■ WHAT YOU SHOULD DO:
The result should be the line with "point: tank top" followed by every remaining line of the entries, each reproduced exactly, with nothing else.

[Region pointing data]
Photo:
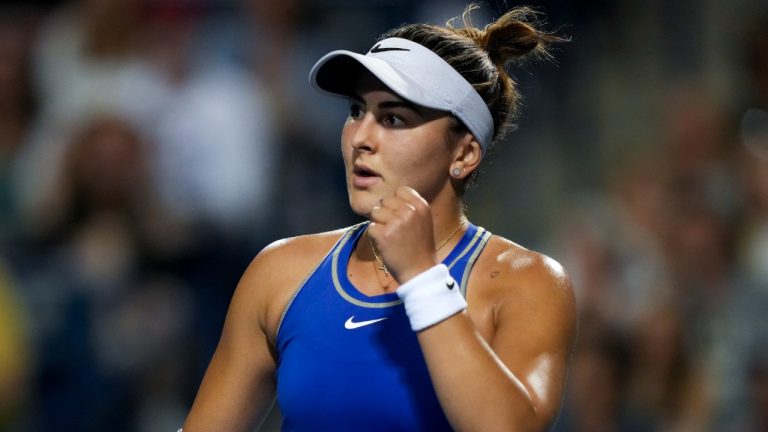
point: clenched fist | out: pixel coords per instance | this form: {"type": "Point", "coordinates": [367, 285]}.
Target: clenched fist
{"type": "Point", "coordinates": [401, 230]}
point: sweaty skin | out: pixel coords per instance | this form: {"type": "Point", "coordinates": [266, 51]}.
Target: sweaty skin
{"type": "Point", "coordinates": [498, 366]}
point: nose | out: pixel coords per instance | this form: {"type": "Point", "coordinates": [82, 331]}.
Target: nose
{"type": "Point", "coordinates": [363, 134]}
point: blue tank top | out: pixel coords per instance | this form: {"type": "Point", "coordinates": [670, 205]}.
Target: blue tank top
{"type": "Point", "coordinates": [350, 362]}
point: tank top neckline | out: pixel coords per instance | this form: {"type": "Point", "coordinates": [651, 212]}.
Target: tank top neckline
{"type": "Point", "coordinates": [351, 293]}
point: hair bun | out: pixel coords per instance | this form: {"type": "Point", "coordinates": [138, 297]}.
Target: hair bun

■ OUTPUT FOR THIS EXERCISE:
point: tank top neckline | out: pixel coords per instance | this form: {"type": "Point", "coordinates": [651, 212]}.
Target: tank top neckline
{"type": "Point", "coordinates": [351, 293]}
point: hair bun | out: pixel coords per instance | this form: {"type": "Point", "coordinates": [138, 297]}.
Target: hair bun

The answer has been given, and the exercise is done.